What is expected: Rewrite the material starting at the line that contains "Find the misty" and ending at the line that contains "398, 343, 606, 469", changing "fence post" to "gate post" and leaving everything else as it stands.

Given entries:

--- BEGIN ---

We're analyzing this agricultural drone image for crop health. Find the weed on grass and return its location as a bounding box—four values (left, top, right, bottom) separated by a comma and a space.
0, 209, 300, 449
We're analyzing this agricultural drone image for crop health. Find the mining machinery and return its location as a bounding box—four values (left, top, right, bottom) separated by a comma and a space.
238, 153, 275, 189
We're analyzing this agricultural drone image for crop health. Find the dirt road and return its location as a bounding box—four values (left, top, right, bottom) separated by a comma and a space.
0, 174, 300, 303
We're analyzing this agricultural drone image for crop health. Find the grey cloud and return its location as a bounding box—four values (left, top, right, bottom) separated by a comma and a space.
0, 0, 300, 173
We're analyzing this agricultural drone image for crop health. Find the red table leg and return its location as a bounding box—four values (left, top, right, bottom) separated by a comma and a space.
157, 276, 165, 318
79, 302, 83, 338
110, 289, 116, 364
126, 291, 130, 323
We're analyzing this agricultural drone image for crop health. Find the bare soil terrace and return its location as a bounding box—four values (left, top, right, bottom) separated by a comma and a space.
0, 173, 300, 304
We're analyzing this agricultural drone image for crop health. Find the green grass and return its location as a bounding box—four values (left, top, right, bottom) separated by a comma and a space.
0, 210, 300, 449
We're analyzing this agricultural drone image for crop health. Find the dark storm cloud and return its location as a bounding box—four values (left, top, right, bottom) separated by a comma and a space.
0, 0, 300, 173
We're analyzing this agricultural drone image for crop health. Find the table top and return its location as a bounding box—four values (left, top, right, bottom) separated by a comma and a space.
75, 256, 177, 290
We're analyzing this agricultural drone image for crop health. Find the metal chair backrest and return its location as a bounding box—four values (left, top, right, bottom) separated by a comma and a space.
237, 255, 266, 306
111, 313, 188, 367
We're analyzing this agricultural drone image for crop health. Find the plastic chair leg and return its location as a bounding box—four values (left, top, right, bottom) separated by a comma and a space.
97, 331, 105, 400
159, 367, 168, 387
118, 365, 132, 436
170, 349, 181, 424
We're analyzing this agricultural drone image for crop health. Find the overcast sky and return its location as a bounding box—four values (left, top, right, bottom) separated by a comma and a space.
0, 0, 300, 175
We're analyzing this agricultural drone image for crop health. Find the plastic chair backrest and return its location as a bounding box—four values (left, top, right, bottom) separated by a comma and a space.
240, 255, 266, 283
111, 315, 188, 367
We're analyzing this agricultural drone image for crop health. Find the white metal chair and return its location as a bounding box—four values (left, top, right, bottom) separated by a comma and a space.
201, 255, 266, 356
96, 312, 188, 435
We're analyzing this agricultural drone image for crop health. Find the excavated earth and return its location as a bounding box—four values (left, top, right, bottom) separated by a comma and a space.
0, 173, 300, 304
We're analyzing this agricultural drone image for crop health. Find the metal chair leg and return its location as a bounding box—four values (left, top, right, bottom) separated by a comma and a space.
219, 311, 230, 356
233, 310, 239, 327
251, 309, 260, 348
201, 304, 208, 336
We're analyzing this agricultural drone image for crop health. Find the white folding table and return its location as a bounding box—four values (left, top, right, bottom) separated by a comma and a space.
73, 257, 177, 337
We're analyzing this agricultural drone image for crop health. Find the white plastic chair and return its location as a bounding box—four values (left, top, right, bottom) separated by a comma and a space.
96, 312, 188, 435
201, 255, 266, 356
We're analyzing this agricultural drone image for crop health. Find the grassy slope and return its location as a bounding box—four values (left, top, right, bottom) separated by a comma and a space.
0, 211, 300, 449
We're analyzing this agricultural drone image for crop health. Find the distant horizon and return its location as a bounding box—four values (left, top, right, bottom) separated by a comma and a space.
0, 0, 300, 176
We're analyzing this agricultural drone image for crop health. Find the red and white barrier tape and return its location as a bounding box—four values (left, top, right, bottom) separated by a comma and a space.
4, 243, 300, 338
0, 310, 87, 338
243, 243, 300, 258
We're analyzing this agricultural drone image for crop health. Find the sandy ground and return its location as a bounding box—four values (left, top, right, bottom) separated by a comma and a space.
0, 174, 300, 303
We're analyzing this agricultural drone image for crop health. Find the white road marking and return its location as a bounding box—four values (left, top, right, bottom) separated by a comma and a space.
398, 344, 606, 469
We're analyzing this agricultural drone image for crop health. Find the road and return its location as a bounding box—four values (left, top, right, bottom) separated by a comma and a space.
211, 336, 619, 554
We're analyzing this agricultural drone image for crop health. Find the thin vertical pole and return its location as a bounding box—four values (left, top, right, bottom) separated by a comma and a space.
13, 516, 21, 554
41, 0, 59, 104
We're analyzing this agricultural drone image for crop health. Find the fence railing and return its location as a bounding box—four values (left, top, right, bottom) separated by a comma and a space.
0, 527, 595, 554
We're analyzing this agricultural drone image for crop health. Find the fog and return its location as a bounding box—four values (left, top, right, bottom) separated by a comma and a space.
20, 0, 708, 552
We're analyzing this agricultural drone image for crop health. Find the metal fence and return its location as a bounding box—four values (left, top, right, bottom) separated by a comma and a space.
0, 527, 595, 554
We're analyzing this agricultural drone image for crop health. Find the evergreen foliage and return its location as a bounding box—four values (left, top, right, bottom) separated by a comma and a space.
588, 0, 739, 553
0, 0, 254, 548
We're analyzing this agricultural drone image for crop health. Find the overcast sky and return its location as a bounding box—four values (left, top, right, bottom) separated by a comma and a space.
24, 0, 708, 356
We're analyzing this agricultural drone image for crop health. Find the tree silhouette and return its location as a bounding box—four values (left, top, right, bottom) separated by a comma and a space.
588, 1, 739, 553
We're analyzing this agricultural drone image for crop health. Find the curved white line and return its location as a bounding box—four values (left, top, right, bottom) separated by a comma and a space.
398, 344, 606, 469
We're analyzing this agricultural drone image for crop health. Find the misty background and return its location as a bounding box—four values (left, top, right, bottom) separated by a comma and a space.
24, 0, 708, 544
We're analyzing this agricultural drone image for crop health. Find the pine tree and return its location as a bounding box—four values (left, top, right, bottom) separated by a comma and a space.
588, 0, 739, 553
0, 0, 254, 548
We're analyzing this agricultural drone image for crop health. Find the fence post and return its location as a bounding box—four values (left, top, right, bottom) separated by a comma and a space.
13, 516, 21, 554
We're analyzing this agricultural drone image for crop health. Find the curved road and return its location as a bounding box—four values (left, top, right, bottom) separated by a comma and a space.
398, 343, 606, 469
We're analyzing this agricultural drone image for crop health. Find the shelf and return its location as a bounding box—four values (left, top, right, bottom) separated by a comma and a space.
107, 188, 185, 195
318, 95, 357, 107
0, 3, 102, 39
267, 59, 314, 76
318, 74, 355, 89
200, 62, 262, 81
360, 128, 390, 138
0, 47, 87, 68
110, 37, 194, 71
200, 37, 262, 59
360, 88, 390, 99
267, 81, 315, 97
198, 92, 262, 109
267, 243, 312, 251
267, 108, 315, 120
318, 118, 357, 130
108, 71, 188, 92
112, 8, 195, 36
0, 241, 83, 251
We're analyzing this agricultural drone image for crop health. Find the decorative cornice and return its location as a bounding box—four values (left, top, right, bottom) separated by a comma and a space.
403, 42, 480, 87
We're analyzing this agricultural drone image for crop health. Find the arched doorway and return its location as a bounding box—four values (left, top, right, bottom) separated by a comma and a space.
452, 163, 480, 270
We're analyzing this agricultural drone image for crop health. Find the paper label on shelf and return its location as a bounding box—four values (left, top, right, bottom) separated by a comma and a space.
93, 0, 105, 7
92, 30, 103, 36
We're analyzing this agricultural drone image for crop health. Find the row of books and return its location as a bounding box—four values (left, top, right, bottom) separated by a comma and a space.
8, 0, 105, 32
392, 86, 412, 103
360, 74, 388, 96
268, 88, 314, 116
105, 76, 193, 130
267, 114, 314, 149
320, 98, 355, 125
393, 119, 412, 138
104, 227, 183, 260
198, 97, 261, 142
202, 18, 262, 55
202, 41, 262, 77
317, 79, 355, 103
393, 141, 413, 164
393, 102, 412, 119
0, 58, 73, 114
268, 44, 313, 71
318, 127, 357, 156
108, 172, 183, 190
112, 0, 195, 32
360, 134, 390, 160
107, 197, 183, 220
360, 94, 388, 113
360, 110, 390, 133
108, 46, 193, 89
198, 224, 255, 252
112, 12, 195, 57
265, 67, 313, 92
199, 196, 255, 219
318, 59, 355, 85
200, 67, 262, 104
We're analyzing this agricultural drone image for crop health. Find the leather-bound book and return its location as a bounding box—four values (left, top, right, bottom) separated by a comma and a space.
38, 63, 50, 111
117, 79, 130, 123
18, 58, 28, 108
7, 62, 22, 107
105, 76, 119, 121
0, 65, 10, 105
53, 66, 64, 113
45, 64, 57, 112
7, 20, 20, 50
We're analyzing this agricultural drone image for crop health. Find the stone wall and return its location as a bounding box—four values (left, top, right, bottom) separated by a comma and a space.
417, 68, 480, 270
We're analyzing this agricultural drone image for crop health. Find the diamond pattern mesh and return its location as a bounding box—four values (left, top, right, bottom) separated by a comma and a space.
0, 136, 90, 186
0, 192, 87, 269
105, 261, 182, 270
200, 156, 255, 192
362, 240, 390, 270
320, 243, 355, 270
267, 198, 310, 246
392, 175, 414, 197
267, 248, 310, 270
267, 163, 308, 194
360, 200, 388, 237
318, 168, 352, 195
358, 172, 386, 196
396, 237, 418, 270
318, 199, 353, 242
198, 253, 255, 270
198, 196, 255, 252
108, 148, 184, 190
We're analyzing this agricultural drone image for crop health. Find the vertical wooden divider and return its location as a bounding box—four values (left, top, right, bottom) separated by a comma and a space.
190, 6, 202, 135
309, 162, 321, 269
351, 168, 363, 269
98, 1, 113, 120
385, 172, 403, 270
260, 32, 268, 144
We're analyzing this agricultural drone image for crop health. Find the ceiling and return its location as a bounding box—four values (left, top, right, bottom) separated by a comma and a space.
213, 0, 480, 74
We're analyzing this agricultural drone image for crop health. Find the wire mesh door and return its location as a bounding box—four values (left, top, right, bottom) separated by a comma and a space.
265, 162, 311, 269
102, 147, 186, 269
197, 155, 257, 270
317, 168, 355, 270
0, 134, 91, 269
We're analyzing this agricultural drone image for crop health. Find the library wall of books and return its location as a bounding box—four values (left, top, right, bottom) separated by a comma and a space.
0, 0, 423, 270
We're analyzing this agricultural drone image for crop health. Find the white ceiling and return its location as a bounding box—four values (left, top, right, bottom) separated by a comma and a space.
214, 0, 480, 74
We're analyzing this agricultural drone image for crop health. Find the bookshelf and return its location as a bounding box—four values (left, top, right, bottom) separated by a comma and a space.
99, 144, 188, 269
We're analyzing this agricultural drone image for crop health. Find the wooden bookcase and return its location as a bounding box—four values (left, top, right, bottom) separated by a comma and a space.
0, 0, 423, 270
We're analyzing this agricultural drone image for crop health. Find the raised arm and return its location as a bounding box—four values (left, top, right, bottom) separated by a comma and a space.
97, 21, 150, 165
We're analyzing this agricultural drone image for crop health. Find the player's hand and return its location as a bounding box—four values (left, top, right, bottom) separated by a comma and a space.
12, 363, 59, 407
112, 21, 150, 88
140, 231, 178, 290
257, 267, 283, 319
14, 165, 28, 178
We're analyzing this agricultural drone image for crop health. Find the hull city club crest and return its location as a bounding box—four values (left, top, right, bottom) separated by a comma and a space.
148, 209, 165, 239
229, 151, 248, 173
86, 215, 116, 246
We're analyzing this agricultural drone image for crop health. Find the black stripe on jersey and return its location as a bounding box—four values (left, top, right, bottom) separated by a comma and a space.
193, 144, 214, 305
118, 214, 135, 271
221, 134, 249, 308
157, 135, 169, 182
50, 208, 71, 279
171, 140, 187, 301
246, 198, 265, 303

--- END ---

The response:
We're analyzing this agricultural drone image for crop health. Find the misty background and return its location as a bounding box—four values (left, top, right, bottom) separated by a comma and a space.
24, 0, 708, 544
We're analyzing this agricultural drone image for crop health. Find the pine tree and return its location as a bounding box—four values (left, top, right, bottom) separated by a comma and a space.
588, 0, 739, 553
0, 0, 254, 548
We're analyzing this agricultural drone image for crop health. Find the gate post and return its location as a bounding box—four values (left, top, right, bottom) separated by a comma and a space.
13, 516, 21, 554
We're analyzing this agricultural drone image for crop health. Find the curved road and return its location as a bounding box—four values (left, top, right, bottom) separated by a comma and a space.
398, 343, 606, 469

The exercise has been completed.